> **TAREA ASIGNADA 1**: Transcribe el texto sobre ARCO desde "Cada año, por" hasta "al hecho cultural.".
> **TAREA ASIGNADA 2**: Según el texto sobre ARCO, ¿por qué se ha llegado a presumir que el arte contemporáneo es lo que se ve en esa feria? Responde en una a tres oraciones.
> **TAREA ASIGNADA 3**: Continúa el texto sobre ARCO a partir de su última oración.

Cada año, por estas señaladas fechas, me llama algún periodista que se disculpa por tener que preguntarme una vez más mi opinión sobre ARCO. La respuesta, que acostumbra a ser crítica, lamentablemente desentona con el entusiasmo con que la generalidad de los participantes en la feria la celebran. Tengo entonces que puntualizar que mis reservas no se dirigen contra el mercado sino a su excesivo protagonismo, a la consagración de su criterio y canon último en lo que se refiere al hecho cultural.
Muy necio sería no reconocer la dimensión económica de las prácticas artísticas. Michael Baxandall acuñó la feliz fórmula de “fósiles de la vida económica” en su ya clásico Pintura y vida cotidiana en el Renacimiento. En concreto en el capítulo titulado “Condiciones del comercio”. De comercio hablamos, de mercancías, de objetos a la venta. La cita original tiene a bien matizar el juicio al añadirle un prudente “entre otras cosas”.
ARCO es una feria comercial especializada en la exposición y venta de obras de arte contemporáneo. Es eso, entre otras cosas. Desde el momento de su fundación se convirtió en el acontecimiento por antonomasia del mundo del arte en nuestro país. Esta circunstancia –puesto que no hemos sido capaces de poner en pie nada parecido mínimamente a las bienales de Venecia o São Paulo o a la Documenta de Kassel– ha conducido a la simplificada presunción de que el arte contemporáneo es lo que se ve en ARCO. Esto excluye a toda una variedad de prácticas artísticas que, por distintos motivos, no se acomodan con facilidad a este formato o no son del interés del mercado.

> **REGISTROS MOSTRADOS**:
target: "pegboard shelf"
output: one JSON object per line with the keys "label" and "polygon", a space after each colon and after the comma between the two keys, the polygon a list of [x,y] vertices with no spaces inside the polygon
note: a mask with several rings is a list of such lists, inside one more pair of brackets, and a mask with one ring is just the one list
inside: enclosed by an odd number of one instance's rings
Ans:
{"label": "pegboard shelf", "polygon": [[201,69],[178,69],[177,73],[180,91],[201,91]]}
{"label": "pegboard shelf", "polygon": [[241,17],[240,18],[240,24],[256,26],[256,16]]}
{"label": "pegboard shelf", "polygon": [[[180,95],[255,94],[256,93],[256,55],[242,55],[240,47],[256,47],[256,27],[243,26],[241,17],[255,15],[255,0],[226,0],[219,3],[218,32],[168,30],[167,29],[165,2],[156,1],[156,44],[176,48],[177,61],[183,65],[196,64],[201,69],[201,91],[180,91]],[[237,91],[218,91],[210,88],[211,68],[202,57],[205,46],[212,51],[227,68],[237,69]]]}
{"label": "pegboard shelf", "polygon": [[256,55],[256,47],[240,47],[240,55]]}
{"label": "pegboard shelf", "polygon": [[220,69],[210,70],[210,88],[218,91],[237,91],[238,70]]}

> **ESPACIO DE RESPUESTA 1**:
Cada año, por estas señaladas fechas, me llama algún periodista que se disculpa por tener que preguntarme una vez más mi opinión sobre ARCO. La respuesta, que acostumbra a ser crítica, lamentablemente desentona con el entusiasmo con que la generalidad de los participantes en la feria la celebran. Tengo entonces que puntualizar que mis reservas no se dirigen contra el mercado sino a su excesivo protagonismo, a la consagración de su criterio y canon último en lo que se refiere al hecho cultural.

> **ESPACIO DE RESPUESTA 2**: Desde su fundación, ARCO se convirtió en el acontecimiento por antonomasia del mundo del arte en el país. Además, no se ha sido capaz de poner en pie nada mínimamente parecido a las bienales de Venecia o São Paulo o a la Documenta de Kassel.

> **ESPACIO DE RESPUESTA 3**:
Es cierto que ese carácter anómalo de ARCO como “lo que hay” da lugar a que en su seno se realicen otras actividades que trascienden la mera compraventa. No solo se celebran debates, conferencias, presentaciones de libros, etc. También se ha convertido ya en una tradición la competencia –entre la travesura ingenua y la ferocidad del marketing viral– por capturar la insólita atención que los medios prestan a la feria y utilizarla como caja de resonancia. Si de ordinario los medios no especializados no ofrecen noticias del mundo del arte si no es desde una perspectiva ligada a la categoría de lo escandaloso (un robo, una falsificación, una disparatada cifra récord…), durante ARCO el tono amarillista no desaparece sino que, antes bien, se aviva.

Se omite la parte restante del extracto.